Start of Exercise data

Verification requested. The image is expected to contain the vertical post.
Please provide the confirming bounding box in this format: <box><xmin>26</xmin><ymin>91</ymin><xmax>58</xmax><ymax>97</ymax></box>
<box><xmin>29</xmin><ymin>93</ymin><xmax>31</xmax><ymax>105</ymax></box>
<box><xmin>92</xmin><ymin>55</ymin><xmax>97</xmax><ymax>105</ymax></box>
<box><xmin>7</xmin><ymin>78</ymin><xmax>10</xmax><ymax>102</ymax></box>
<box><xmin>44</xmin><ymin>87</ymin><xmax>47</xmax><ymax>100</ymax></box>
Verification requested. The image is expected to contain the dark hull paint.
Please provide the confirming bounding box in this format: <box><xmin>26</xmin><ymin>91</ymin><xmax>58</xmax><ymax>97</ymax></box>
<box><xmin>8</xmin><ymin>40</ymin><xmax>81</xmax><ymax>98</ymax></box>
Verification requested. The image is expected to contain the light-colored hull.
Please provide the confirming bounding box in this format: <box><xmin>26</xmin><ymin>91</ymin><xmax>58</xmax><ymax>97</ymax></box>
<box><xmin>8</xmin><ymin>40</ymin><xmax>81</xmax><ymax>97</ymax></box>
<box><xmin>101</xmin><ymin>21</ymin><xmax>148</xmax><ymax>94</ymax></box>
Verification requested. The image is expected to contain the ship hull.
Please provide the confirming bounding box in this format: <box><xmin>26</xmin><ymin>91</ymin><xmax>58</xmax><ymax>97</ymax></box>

End of Exercise data

◆ Exercise directions ◆
Can you give all the lines above as a numbered list, leaving out any blank ones?

◆ Exercise output ◆
1. Verification requested. The image is expected to contain the vertical post.
2. Please provide the confirming bounding box in this format: <box><xmin>26</xmin><ymin>91</ymin><xmax>58</xmax><ymax>97</ymax></box>
3. <box><xmin>29</xmin><ymin>93</ymin><xmax>31</xmax><ymax>105</ymax></box>
4. <box><xmin>92</xmin><ymin>55</ymin><xmax>97</xmax><ymax>105</ymax></box>
5. <box><xmin>7</xmin><ymin>78</ymin><xmax>10</xmax><ymax>102</ymax></box>
6. <box><xmin>44</xmin><ymin>87</ymin><xmax>47</xmax><ymax>100</ymax></box>
7. Verification requested. The image is expected to contain the dark hull paint.
8. Please provide the confirming bounding box in this format: <box><xmin>26</xmin><ymin>91</ymin><xmax>58</xmax><ymax>97</ymax></box>
9. <box><xmin>8</xmin><ymin>40</ymin><xmax>81</xmax><ymax>98</ymax></box>
10. Verification requested. The image is expected to contain the light-colored hull.
11. Please provide the confirming bounding box in this format: <box><xmin>26</xmin><ymin>91</ymin><xmax>58</xmax><ymax>97</ymax></box>
12. <box><xmin>8</xmin><ymin>40</ymin><xmax>81</xmax><ymax>97</ymax></box>
13. <box><xmin>101</xmin><ymin>21</ymin><xmax>148</xmax><ymax>94</ymax></box>
14. Verification requested. The image is expected to contain the ship hull.
15. Please provide the confirming bounding box in this format: <box><xmin>26</xmin><ymin>91</ymin><xmax>58</xmax><ymax>97</ymax></box>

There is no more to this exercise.